Gather every line of the records below that contains the string "clicks", matching case exactly.

[Excerpts from a dataset]
+ + +

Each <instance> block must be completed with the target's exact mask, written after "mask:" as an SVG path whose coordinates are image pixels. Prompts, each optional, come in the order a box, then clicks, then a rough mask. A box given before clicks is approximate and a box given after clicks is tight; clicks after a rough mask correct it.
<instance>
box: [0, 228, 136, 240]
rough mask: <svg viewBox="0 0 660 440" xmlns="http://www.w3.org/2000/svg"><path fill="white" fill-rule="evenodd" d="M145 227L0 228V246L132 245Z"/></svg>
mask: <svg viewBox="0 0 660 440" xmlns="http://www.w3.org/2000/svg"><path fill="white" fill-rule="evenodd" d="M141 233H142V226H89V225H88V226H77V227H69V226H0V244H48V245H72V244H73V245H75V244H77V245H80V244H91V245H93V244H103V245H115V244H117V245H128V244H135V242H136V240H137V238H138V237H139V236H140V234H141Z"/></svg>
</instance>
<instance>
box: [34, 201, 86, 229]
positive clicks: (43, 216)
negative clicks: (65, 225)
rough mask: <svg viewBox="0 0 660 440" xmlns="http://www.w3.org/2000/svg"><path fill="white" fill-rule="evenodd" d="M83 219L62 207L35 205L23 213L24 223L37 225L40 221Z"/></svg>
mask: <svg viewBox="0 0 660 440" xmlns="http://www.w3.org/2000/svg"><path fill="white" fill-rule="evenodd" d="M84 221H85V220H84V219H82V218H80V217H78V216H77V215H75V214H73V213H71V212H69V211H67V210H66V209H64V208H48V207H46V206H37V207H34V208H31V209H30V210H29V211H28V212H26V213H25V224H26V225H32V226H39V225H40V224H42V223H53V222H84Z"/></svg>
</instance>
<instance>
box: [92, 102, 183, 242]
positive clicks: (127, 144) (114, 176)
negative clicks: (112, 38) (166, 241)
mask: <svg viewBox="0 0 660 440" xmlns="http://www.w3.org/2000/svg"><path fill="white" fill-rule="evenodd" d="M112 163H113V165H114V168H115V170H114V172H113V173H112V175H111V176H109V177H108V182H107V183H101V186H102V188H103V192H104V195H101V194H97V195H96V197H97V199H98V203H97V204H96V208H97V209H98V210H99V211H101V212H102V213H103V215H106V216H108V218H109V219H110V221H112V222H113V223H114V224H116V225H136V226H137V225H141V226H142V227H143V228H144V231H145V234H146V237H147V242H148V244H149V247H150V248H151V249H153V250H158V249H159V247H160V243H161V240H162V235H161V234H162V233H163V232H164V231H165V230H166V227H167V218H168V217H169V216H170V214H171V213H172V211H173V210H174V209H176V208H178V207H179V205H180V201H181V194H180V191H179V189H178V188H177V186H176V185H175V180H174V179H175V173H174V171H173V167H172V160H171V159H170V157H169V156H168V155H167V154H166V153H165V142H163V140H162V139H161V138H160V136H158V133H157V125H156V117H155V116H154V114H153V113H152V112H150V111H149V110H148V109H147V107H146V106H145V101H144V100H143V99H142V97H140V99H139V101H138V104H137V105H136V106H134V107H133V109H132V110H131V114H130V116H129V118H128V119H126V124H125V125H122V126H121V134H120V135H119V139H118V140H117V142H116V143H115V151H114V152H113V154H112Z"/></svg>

+ + +

### RESPONSE TO THE TASK
Each <instance> block must be completed with the target's exact mask, written after "mask:" as an SVG path whose coordinates are image pixels. Prompts, each optional, come in the order a box, then clicks, then a rough mask. A box given before clicks is approximate and a box given after clicks is tight; clicks after a rough mask correct it.
positive clicks: (43, 216)
negative clicks: (65, 225)
positive clicks: (127, 144) (114, 176)
negative clicks: (112, 38) (166, 241)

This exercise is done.